● Your instructions
Exclude the pictures, and otherwise reproduce the data in full.
_____
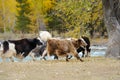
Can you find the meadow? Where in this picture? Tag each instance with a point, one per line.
(93, 68)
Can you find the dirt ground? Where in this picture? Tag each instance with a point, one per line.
(95, 68)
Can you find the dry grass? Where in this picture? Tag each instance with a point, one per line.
(96, 68)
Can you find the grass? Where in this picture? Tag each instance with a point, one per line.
(94, 68)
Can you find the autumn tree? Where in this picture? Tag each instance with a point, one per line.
(112, 21)
(23, 19)
(76, 17)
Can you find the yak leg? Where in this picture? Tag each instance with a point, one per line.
(76, 55)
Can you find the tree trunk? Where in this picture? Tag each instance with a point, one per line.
(112, 21)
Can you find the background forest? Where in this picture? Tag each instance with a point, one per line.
(71, 18)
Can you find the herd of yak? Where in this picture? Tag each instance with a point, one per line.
(45, 45)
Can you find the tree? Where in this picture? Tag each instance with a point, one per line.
_____
● Exercise output
Can you find the meadow? Where in this picture? Tag each instance with a point, one per line.
(93, 68)
Can you find the dirt ground? Where in this picture? Tag each instance with a point, one per line.
(95, 68)
Can you find the dry grass? Where in this picture? Tag each instance with a point, one per line.
(96, 68)
Can you find the grass? Where in this picture? Tag each instance with a point, one per line.
(94, 68)
Can you find the autumn tree? Where in this picture? Tag each instance with a point, one per line.
(112, 21)
(23, 19)
(76, 17)
Can you find the yak leg? Where in this picture? Tag each instance with a point, one per line.
(76, 55)
Can you find the tree trunk? Where in this picture? Tag each instance with a point, one per line.
(112, 21)
Can you find the background forest? Where in this picture? Tag each instance with a point, one per line.
(71, 18)
Can you find the herd of yak? Where in this picture? Tag each instance with a point, one per line.
(45, 45)
Can you find the tree? Where in this picture? Tag each instance with a point, one per line.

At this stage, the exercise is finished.